_WORK TASK_: Please output the data below exactly as given, starting at its first line and stopping after the line that contains "negative clicks: (45, 323) (22, 337)".

_EXCERPTED RECORDS_:
━━━

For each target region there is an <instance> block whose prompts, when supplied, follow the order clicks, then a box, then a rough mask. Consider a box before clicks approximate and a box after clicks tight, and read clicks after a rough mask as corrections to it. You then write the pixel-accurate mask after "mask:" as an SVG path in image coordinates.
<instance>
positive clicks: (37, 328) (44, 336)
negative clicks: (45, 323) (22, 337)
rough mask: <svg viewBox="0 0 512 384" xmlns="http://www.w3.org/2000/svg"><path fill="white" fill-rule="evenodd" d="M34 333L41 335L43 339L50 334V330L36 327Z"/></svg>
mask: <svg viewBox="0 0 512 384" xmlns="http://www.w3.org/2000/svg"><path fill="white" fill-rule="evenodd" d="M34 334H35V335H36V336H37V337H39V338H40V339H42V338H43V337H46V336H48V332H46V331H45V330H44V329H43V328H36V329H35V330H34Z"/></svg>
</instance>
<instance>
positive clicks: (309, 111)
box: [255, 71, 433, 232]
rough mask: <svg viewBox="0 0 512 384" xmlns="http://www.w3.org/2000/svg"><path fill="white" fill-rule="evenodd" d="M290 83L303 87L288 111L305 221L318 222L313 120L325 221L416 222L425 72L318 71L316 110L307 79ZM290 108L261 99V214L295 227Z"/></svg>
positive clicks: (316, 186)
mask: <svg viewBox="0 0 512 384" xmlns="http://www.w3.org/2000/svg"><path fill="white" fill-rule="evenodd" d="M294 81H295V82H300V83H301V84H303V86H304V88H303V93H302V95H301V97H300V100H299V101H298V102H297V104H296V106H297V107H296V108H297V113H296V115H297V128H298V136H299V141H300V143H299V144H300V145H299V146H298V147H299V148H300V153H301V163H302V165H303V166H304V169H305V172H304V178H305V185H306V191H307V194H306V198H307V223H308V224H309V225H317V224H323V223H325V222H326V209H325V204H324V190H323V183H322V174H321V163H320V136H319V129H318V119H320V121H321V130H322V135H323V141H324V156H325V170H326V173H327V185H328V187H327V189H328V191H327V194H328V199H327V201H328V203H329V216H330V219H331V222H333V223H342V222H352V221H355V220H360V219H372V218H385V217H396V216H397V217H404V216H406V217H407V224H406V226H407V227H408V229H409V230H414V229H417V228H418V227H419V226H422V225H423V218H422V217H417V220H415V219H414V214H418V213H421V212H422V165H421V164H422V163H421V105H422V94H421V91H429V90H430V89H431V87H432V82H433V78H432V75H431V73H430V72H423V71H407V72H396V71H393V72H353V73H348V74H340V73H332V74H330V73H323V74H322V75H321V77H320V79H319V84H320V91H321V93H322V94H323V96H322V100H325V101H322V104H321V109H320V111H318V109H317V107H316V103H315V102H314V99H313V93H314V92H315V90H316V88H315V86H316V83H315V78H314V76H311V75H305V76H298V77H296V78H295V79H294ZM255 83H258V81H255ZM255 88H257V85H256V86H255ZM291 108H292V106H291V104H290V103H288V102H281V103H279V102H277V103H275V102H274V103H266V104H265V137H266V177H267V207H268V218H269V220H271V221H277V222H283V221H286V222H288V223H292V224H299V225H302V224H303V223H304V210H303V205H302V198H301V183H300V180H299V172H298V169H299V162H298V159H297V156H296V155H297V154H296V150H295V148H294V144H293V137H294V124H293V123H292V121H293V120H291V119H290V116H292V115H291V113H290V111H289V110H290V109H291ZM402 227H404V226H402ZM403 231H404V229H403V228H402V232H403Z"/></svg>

━━━

_EXERCISE ANSWER_:
For each target region there is an <instance> block whose prompts, when supplied, follow the order clicks, then a box, then a rough mask. Consider a box before clicks approximate and a box after clicks tight, and read clicks after a rough mask as corrections to it. You then write the pixel-accurate mask after "mask:" as an SVG path in image coordinates.
<instance>
positive clicks: (37, 328) (44, 336)
negative clicks: (45, 323) (22, 337)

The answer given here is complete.